++++ SELECTED TEXT ++++

Statement: Take 10 bytes of data from RAM location 45H to 54 H. Add 05H to each of them & save the result data in RAM location 79H down to 70H

ORG 0000H
MOV R0,#10
MOV R1,#45H
MOV R2,#79H
BACK:
MOV A,@R1
ADD A,#05H
MOV @R2,A
INR R1
DCR R2
DJNZ R0,BACK
END


Explanation:-

First of all we have stored data 10 (decimal) in register R0.
Then we have stored 45H in register R1 and 79H in register R2

'BACK' loop:-

This loop starts with instruction MOV A,@R1
Here @R1 is used therefore the 8051 will load the accumulator with the value from Internal RAM which is specified by the data of  R1.Which means that the data of R1 is currently 45H. So accumulator will contain the data which is stored at memory location 45H. (Indirect Addressing)

++++ ENTRIES PROVIDED ++++

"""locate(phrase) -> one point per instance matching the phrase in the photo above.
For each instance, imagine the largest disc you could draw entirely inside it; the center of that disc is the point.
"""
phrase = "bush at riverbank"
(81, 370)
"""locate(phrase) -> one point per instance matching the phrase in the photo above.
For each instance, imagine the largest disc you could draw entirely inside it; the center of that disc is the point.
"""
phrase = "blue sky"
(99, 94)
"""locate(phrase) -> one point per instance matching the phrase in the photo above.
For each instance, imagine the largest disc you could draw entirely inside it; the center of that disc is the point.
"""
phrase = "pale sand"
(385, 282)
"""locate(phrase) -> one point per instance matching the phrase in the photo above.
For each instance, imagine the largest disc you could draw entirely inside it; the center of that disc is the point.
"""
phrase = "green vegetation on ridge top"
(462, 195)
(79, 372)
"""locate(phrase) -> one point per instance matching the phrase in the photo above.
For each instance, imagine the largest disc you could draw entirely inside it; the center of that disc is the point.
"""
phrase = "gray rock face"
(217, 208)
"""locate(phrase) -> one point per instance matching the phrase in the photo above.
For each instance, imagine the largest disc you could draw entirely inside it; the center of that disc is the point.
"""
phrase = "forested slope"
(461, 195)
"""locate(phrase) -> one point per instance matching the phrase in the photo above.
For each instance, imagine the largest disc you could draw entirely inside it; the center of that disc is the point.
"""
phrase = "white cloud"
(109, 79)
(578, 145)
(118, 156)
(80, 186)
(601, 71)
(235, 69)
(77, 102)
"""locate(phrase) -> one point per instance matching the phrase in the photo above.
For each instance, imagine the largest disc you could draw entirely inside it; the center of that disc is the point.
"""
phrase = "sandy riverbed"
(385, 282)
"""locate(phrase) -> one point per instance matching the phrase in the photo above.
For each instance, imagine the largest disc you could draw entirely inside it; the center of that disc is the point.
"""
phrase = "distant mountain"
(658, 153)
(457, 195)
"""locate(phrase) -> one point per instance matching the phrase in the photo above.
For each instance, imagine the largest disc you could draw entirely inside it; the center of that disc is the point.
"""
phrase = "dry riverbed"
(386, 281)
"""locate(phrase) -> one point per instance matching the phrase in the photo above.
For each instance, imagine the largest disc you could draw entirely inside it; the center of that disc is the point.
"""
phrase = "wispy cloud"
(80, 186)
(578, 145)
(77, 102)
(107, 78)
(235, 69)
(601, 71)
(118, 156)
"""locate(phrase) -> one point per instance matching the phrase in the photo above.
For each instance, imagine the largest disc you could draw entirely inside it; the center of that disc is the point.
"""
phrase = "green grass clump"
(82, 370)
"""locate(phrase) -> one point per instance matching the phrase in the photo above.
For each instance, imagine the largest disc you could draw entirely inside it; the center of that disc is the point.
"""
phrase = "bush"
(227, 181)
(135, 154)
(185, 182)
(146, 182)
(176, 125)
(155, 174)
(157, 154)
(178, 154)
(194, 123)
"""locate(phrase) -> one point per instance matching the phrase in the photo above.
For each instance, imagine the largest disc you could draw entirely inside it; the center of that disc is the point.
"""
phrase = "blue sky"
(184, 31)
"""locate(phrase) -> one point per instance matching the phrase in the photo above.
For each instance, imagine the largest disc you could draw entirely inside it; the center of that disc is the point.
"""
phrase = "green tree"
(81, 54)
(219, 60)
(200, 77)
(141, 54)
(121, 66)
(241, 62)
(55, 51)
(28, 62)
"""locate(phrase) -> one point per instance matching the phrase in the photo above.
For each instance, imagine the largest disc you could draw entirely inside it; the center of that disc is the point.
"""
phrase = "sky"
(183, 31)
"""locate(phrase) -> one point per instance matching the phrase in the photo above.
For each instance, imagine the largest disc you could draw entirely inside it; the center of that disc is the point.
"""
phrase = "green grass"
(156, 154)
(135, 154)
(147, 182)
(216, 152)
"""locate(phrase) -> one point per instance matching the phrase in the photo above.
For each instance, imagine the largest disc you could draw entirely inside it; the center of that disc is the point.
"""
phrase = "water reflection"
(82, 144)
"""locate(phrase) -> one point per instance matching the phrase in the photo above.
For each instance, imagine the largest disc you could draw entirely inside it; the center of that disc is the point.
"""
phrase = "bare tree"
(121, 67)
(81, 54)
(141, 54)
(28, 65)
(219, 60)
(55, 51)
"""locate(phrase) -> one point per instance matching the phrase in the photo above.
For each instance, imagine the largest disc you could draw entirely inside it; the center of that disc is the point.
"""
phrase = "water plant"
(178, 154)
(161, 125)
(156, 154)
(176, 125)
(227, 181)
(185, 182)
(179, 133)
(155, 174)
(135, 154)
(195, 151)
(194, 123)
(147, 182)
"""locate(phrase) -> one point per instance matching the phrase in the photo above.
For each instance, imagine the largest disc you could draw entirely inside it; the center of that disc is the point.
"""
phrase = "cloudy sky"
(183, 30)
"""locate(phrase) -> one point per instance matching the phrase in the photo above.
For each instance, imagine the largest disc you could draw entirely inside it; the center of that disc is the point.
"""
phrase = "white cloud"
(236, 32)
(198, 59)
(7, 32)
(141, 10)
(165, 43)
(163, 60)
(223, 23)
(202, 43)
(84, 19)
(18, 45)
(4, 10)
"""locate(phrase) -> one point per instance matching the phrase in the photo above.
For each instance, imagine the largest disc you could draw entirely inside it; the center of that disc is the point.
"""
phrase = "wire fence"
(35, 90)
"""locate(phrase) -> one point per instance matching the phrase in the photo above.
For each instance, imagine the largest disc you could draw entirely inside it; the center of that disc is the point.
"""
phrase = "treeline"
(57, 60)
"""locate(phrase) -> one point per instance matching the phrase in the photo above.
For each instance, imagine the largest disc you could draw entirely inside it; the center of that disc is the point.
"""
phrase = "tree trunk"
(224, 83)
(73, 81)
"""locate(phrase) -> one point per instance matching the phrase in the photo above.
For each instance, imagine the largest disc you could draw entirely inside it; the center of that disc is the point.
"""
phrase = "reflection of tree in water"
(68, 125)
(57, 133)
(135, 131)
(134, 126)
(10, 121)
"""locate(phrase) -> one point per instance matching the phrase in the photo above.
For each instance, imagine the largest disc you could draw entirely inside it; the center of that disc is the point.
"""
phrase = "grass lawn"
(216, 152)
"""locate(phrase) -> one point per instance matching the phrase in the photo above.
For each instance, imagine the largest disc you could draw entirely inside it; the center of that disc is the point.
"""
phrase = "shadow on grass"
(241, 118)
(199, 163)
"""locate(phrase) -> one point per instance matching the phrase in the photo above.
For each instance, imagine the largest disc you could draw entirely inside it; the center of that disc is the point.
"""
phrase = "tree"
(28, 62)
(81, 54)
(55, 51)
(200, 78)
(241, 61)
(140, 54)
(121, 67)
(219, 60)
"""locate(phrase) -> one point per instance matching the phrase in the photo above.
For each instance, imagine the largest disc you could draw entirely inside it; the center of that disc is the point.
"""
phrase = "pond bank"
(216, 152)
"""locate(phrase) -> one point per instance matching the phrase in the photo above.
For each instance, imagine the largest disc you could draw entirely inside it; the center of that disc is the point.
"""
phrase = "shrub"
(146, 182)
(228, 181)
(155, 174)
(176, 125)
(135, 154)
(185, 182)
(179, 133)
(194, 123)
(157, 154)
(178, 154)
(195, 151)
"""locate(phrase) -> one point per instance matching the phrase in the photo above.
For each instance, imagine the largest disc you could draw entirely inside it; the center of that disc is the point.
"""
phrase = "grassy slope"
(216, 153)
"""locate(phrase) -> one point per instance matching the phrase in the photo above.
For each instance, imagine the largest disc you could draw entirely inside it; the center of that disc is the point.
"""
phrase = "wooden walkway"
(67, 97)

++++
++++ ENTRIES PROVIDED ++++

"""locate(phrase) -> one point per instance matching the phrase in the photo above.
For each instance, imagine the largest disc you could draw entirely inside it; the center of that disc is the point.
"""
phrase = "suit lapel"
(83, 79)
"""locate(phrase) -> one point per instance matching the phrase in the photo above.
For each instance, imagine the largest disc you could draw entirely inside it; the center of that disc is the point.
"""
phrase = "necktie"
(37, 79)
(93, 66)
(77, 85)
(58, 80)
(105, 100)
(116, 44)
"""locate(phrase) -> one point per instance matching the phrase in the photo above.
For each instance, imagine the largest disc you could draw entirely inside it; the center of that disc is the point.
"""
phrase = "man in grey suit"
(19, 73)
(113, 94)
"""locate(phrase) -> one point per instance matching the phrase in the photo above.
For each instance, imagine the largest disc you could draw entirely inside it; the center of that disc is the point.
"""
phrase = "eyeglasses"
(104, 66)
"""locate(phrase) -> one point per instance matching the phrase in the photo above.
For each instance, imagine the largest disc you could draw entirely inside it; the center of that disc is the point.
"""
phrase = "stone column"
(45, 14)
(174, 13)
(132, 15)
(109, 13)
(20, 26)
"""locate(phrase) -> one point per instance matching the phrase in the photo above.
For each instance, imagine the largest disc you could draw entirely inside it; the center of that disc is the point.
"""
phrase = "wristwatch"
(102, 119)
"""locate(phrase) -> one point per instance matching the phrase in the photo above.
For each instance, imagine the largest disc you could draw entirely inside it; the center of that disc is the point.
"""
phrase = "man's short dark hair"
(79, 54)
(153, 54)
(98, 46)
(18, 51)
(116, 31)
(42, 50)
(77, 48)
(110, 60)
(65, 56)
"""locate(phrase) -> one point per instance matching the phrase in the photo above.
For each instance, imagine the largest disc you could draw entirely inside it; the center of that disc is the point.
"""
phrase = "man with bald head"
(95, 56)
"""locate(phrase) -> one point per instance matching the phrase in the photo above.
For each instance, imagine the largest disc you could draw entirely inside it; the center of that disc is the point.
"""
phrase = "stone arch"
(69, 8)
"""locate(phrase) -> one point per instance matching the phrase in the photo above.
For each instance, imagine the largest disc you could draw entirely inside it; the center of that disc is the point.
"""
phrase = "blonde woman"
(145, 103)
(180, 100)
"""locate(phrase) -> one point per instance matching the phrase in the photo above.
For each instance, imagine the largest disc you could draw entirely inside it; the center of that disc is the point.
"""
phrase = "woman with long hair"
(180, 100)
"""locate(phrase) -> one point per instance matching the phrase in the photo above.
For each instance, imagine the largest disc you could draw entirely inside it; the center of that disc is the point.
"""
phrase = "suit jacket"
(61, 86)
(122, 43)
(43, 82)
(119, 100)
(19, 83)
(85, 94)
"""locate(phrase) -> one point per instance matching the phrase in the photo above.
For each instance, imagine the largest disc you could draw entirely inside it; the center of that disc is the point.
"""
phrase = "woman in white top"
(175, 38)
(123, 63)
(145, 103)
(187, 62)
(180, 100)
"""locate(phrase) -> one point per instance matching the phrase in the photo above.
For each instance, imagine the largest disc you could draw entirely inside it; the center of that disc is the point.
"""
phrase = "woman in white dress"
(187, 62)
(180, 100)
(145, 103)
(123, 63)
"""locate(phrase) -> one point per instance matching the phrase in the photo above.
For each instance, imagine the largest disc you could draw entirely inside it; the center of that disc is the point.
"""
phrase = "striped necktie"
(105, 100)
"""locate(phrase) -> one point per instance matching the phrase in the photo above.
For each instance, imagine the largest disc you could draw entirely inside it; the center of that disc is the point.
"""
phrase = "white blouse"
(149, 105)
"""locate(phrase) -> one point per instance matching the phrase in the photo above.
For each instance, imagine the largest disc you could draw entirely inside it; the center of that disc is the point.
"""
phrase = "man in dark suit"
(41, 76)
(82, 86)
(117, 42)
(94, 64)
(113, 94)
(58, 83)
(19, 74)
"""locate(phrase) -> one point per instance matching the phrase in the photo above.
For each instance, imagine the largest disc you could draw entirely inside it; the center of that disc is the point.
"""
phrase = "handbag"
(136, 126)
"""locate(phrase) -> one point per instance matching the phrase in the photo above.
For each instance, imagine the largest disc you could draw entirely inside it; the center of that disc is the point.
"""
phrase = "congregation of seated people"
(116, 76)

++++

• SHORT EXERCISE:
Carry on the 8051 program explanation at the top of the page, starting right after its last sentence.

• TASK RESULT:
After that whatever the data is copied accumulator will be added by 05H.

Then the data of the accumulator will be copied in the memory location which is specified by the data of register R2.

Data of R1 is incremented by 1. (as we want to go from 45 H to 54 H)
Data of R2 is decremented by 1.(as we want to go from 79 H to 70 H)
R0 is decremented by 1. (and it jumps to BACK if the value of register R0 is not zero.)

END stands for 'stop'.